• [To do]
Output all lines exactly, with nothing added or dropped.

=== Data shown ===

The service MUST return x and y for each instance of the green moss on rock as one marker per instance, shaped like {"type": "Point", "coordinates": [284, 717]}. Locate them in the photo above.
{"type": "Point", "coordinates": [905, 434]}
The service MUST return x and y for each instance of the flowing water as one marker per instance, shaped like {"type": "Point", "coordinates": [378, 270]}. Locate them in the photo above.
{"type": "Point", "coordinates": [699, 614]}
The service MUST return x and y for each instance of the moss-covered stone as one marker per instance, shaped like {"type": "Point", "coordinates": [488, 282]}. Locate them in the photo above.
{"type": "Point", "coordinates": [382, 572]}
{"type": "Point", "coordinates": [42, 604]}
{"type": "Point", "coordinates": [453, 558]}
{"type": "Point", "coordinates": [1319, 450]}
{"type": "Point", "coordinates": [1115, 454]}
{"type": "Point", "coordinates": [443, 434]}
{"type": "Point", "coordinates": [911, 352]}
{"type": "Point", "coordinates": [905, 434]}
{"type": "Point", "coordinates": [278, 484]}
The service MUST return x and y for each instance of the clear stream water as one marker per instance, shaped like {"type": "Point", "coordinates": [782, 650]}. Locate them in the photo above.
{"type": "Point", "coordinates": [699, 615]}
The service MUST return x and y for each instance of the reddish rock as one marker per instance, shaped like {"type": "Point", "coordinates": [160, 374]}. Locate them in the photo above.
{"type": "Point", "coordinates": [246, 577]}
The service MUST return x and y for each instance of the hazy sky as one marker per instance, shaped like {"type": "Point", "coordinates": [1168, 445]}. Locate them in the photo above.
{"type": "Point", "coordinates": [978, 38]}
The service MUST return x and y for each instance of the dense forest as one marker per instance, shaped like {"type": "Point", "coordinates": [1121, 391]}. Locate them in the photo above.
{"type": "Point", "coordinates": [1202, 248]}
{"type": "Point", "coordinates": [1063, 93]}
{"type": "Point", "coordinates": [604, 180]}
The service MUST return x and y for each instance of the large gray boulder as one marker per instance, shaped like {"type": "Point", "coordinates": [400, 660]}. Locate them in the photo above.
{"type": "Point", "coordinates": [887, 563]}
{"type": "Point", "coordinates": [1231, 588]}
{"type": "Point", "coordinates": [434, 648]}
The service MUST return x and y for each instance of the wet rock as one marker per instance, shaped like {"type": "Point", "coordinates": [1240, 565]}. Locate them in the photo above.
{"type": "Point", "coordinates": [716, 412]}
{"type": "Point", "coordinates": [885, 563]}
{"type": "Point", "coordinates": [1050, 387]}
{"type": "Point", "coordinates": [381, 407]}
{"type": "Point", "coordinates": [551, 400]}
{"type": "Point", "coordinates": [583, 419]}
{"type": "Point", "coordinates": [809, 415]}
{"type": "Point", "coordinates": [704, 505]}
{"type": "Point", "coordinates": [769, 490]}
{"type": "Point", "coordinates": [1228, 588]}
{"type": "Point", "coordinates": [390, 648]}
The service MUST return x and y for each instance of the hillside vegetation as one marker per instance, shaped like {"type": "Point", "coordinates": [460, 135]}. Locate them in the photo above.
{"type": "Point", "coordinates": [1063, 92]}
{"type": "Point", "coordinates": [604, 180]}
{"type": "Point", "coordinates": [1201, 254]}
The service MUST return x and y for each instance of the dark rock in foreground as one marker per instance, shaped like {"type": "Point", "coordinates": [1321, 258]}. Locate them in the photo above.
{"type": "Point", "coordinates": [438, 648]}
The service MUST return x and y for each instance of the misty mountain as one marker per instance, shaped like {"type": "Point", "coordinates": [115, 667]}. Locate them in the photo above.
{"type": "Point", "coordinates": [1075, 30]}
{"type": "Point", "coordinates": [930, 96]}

===

• [Solution for this exercise]
The service MUST return x and y for each instance of the green moss on rock as one marker per instance, shaped like {"type": "Point", "coordinates": [284, 717]}. Locate them in the photo above.
{"type": "Point", "coordinates": [905, 434]}
The service MUST return x and y for each instance of the flowing water as one marker per instance, shaped like {"type": "Point", "coordinates": [378, 270]}. Locate them in the photo above.
{"type": "Point", "coordinates": [699, 614]}
The service MUST return x and y for each instance of the moss-covered stone as one marker per instance, shaped like {"type": "Point", "coordinates": [488, 282]}. Locate them in the photo above.
{"type": "Point", "coordinates": [382, 572]}
{"type": "Point", "coordinates": [42, 604]}
{"type": "Point", "coordinates": [453, 558]}
{"type": "Point", "coordinates": [1319, 450]}
{"type": "Point", "coordinates": [1115, 454]}
{"type": "Point", "coordinates": [443, 434]}
{"type": "Point", "coordinates": [911, 352]}
{"type": "Point", "coordinates": [905, 434]}
{"type": "Point", "coordinates": [278, 484]}
The service MUST return x and y for each instance of the clear stream water as one marker per instance, shaped like {"type": "Point", "coordinates": [782, 650]}. Locate them in the photo above.
{"type": "Point", "coordinates": [699, 615]}
The service MUST return x and y for each instance of the reddish rock as one marker per instance, shaped like {"type": "Point", "coordinates": [160, 374]}. Locate them in the photo above.
{"type": "Point", "coordinates": [246, 577]}
The service MUST return x and y for each instance of the hazy sky as one marker per instance, shaped like {"type": "Point", "coordinates": [1168, 445]}. Locate them in the photo above.
{"type": "Point", "coordinates": [978, 38]}
The service MUST return x and y for each instance of the dense forest as one marker per instance, shaped like {"type": "Point", "coordinates": [1121, 391]}. Locate them in the photo above.
{"type": "Point", "coordinates": [1202, 248]}
{"type": "Point", "coordinates": [1063, 93]}
{"type": "Point", "coordinates": [604, 180]}
The service MUST return x and y for each instance of the large gray boulder as one marker per instance, shaped like {"type": "Point", "coordinates": [400, 660]}. Locate them in the photo above.
{"type": "Point", "coordinates": [887, 563]}
{"type": "Point", "coordinates": [1231, 588]}
{"type": "Point", "coordinates": [434, 648]}
The service MUST return x and y for each instance of the wet rock as one marker per instance, shaped like {"type": "Point", "coordinates": [1240, 565]}. Locate them in the photo above.
{"type": "Point", "coordinates": [716, 412]}
{"type": "Point", "coordinates": [885, 563]}
{"type": "Point", "coordinates": [1050, 387]}
{"type": "Point", "coordinates": [381, 407]}
{"type": "Point", "coordinates": [551, 400]}
{"type": "Point", "coordinates": [583, 419]}
{"type": "Point", "coordinates": [809, 415]}
{"type": "Point", "coordinates": [704, 505]}
{"type": "Point", "coordinates": [769, 490]}
{"type": "Point", "coordinates": [1228, 588]}
{"type": "Point", "coordinates": [390, 648]}
The service MUST return x and y for each instance of the hillside vegetation as one marker per instance, shaped like {"type": "Point", "coordinates": [460, 135]}. Locate them in the photo above.
{"type": "Point", "coordinates": [1063, 92]}
{"type": "Point", "coordinates": [604, 180]}
{"type": "Point", "coordinates": [1201, 254]}
The service MUST return x and y for each instance of the dark rock in foreground as one marker per instance, shaped like {"type": "Point", "coordinates": [1321, 258]}. Locate them in the photo above.
{"type": "Point", "coordinates": [438, 648]}
The service MUST return x and y for each instance of the misty mountain as one marker per instance, shaped like {"type": "Point", "coordinates": [115, 667]}. Locate them in the photo above.
{"type": "Point", "coordinates": [1075, 30]}
{"type": "Point", "coordinates": [930, 96]}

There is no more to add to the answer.